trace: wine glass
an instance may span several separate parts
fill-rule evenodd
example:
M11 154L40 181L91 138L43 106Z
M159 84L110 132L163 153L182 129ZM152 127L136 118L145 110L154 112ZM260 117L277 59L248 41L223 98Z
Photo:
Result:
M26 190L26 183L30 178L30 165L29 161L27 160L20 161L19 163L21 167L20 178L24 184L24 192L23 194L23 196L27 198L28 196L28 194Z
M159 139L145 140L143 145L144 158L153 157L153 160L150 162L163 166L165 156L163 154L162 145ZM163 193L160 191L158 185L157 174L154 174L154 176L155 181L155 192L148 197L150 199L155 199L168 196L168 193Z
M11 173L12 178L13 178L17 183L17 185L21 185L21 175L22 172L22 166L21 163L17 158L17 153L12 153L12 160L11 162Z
----------
Recopiez à l'identique chacune des lignes ci-dessus, sans en omettre aucune.

trace: wine glass
an instance may span several separate parts
fill-rule evenodd
example:
M11 154L40 181L91 138L43 106Z
M159 84L110 132L163 153L182 129ZM152 127L136 118L145 110L154 112ZM260 117L277 59L248 41L223 98Z
Photo:
Result:
M26 190L26 183L30 178L30 165L29 161L27 160L20 161L19 163L21 167L20 178L24 184L24 192L23 194L23 196L27 198L28 196L28 194Z
M159 139L145 140L143 145L144 158L153 157L153 160L150 162L163 166L165 156L163 154L162 145ZM163 193L160 191L158 185L157 174L154 174L154 176L155 181L155 192L148 197L150 199L155 199L168 196L168 193Z
M11 173L12 178L13 178L17 183L17 185L21 185L21 175L22 172L22 166L21 163L17 158L17 153L12 153L12 160L11 162Z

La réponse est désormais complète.